(Stored data entries)
____________
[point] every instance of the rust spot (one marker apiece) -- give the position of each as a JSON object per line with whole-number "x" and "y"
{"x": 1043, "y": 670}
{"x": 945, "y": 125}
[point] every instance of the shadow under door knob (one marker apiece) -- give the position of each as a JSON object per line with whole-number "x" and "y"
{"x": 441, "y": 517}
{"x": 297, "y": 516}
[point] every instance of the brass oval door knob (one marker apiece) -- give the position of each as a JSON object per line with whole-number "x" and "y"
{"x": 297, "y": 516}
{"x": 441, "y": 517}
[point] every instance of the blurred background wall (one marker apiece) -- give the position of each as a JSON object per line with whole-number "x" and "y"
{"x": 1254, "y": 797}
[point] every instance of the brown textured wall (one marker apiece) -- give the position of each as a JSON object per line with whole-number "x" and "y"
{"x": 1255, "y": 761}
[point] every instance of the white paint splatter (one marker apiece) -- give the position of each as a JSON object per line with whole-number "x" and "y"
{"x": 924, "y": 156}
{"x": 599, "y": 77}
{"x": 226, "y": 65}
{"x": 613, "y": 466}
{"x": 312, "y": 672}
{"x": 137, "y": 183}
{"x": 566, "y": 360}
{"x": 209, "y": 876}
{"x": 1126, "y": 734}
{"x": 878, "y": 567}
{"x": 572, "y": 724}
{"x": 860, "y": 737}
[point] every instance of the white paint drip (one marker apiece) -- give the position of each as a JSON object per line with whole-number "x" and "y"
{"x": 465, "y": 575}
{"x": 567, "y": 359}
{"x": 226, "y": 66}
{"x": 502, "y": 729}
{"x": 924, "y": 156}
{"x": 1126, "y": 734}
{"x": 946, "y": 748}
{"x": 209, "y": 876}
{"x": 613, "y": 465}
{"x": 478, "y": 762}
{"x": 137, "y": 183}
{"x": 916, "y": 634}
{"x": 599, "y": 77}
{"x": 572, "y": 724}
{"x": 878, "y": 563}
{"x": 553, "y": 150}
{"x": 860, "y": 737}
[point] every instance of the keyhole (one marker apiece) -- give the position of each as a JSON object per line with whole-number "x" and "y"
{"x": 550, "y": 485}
____________
**Task statement**
Write out the listing above again, switching each "whole-number" to "integer" and leaving everything else as it is.

**Answer for the task**
[point] every instance of the rust spot (one marker apiece) -- give the position of each as a JSON object per line with integer "x" and "y"
{"x": 1043, "y": 670}
{"x": 945, "y": 125}
[point] every instance of the shadow under door knob (one marker apiece) -- give the position of each as a JSON object per line with integer "x" and "y"
{"x": 441, "y": 517}
{"x": 297, "y": 516}
[point] every instance of the brass oval door knob (one marker apiece) -- give the position of each as a JSON object per line with integer "x" and "y"
{"x": 297, "y": 516}
{"x": 441, "y": 517}
[point] every instance of the blurred background wall (one marker apiece) -- give the position of each as a JSON object per line with integer "x" and "y"
{"x": 1254, "y": 797}
[point] every instance of the brown textured wall (one marker apiece) -- give the position of each as a JSON object per line with integer "x" and "y"
{"x": 1255, "y": 761}
[point] every instance of the white paint splatter (one marker apiece) -- give the position of each as a JSON object per line with integer "x" and "y"
{"x": 924, "y": 156}
{"x": 599, "y": 77}
{"x": 226, "y": 65}
{"x": 613, "y": 466}
{"x": 312, "y": 672}
{"x": 137, "y": 183}
{"x": 566, "y": 360}
{"x": 209, "y": 876}
{"x": 1126, "y": 734}
{"x": 878, "y": 567}
{"x": 572, "y": 724}
{"x": 860, "y": 737}
[point] every instance of the white paint drip (one marker apiece) -- give the position of each as a JSON object per line with integer "x" and "y"
{"x": 465, "y": 575}
{"x": 567, "y": 359}
{"x": 226, "y": 66}
{"x": 502, "y": 729}
{"x": 924, "y": 156}
{"x": 1126, "y": 734}
{"x": 946, "y": 748}
{"x": 209, "y": 876}
{"x": 613, "y": 465}
{"x": 478, "y": 762}
{"x": 137, "y": 183}
{"x": 916, "y": 634}
{"x": 599, "y": 77}
{"x": 572, "y": 724}
{"x": 878, "y": 563}
{"x": 553, "y": 150}
{"x": 860, "y": 737}
[point] every instance of the keyhole (one marker apiece) -- give the position of each as a JSON object per line with integer "x" and "y"
{"x": 550, "y": 485}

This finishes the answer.